**Problems to work on**.
A: From the biography of Ian Gordon Morrison, repeat word for word the part that runs from "New Zealand aviator and military leader (1914–1997)" up to and including "of the RNZAF.".
B: Using the biography of Ian Gordon Morrison, list every air force and air force unit that it names as one Morrison served in, served with, or commanded.
C: According to the biography of Ian Gordon Morrison, in what year did he become Chief of Air Staff of the RNZAF?

New Zealand aviator and military leader (1914–1997)

Air Vice-Marshal Ian Gordon Morrison, (16 March 1914 - 5 September 1997) was a New Zealand aviator and military leader who served with the Royal New Zealand Air Force (RNZAF) during the Second World War. He later served as the Chief of Air Staff (CAS) of the RNZAF.

Born in Hanmer Springs, Morrison briefly served in the Royal Air Force before transferring to the RNZAF in 1939. During the early stages of the Second World War, he was a bomber pilot with No. 75 Squadron, which was formed mostly with New Zealand personnel and operated Vickers Wellingtons. He returned to New Zealand in 1940 for instructing duties and then was a staff officer with the RNZAF's No. 1 Islands Group, based in Vanuatu. He later commanded No. 3 Squadron during the Solomons campaign. After the war, he held a series of staff posts before becoming CAS in 1962. In this capacity he replaced much of the RNZAF's dated equipment and sought to improve its strike capacity. Appointed a Companion of the Order of the Bath in 1965, he retired the following year. He died in 1997, aged 83.

**Input data**.
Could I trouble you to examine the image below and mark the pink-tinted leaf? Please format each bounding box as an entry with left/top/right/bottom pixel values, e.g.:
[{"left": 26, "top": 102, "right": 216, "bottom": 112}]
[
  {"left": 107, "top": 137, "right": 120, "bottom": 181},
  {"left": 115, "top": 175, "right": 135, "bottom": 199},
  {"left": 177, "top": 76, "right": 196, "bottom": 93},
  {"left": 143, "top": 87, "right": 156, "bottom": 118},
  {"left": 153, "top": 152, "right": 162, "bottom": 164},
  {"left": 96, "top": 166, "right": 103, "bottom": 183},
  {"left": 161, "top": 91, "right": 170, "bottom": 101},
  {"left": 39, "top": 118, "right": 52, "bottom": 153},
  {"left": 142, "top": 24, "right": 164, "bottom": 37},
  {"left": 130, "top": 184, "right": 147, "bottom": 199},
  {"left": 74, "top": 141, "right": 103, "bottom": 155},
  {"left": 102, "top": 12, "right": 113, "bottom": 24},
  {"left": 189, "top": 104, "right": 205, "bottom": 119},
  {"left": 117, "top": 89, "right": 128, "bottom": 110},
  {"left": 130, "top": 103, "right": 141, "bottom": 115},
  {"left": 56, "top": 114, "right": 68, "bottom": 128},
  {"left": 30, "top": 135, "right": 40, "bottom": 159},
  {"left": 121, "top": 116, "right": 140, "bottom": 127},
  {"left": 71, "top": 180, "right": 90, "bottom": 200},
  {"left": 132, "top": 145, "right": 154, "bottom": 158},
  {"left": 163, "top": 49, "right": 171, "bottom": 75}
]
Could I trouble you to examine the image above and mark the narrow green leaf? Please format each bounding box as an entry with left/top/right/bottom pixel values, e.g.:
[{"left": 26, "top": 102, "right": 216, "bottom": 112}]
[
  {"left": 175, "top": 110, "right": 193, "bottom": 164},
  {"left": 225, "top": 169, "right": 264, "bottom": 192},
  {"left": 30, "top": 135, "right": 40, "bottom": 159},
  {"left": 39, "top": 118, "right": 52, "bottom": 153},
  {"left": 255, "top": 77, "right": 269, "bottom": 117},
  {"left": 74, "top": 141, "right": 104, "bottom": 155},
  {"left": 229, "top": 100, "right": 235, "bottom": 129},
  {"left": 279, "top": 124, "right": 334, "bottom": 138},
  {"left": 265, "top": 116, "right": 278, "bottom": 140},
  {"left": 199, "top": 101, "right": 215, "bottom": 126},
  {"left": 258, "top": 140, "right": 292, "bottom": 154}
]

**Results of the exercise**.
A:
New Zealand aviator and military leader (1914–1997)

Air Vice-Marshal Ian Gordon Morrison, (16 March 1914 - 5 September 1997) was a New Zealand aviator and military leader who served with the Royal New Zealand Air Force (RNZAF) during the Second World War. He later served as the Chief of Air Staff (CAS) of the RNZAF.

B:
- Royal Air Force
- Royal New Zealand Air Force (RNZAF)
- No. 75 Squadron
- No. 1 Islands Group
- No. 3 Squadron

C: 1962